======== RECORD SET

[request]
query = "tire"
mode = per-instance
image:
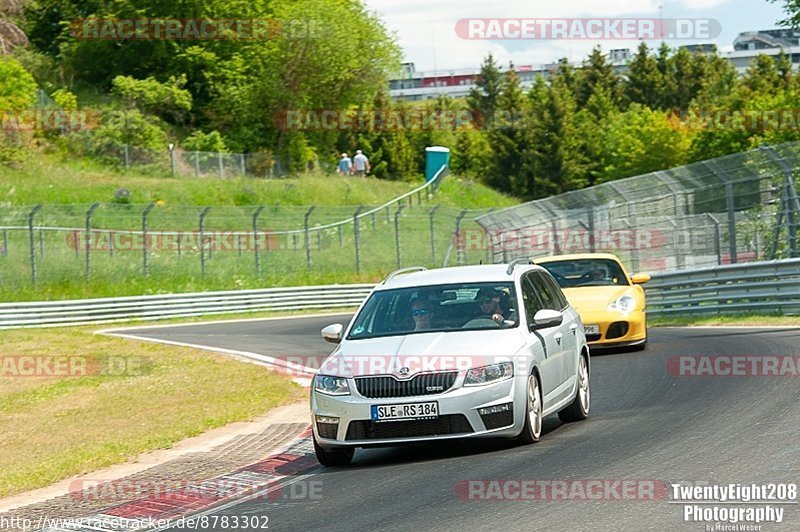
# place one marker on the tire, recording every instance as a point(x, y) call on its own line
point(532, 431)
point(578, 410)
point(340, 456)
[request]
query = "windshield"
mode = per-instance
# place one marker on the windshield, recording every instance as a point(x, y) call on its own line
point(438, 308)
point(586, 272)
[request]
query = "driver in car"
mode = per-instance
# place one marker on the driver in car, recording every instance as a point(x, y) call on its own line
point(422, 313)
point(489, 301)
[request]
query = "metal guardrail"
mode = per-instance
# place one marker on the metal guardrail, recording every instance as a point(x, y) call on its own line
point(109, 310)
point(771, 287)
point(763, 287)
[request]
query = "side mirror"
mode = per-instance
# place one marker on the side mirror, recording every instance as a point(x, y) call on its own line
point(546, 318)
point(333, 333)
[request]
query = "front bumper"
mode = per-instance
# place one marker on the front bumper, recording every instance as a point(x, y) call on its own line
point(458, 415)
point(616, 329)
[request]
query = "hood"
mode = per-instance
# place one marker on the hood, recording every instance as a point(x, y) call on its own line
point(593, 298)
point(406, 356)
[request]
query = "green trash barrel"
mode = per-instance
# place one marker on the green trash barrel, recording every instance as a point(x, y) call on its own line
point(435, 158)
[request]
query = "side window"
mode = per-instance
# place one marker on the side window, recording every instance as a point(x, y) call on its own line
point(545, 291)
point(530, 299)
point(561, 299)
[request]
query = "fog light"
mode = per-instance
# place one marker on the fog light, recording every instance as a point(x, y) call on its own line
point(494, 409)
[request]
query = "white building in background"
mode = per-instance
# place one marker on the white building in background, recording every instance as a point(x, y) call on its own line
point(747, 46)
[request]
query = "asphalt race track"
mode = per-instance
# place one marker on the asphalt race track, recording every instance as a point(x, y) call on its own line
point(646, 424)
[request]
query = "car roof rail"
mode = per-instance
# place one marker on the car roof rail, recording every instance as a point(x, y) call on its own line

================

Every line of the entries above that holds "roof" should be copied out.

query = "car roof rail"
# place one marker on the car roof rail, recording every instance as a point(x, y) call on its own line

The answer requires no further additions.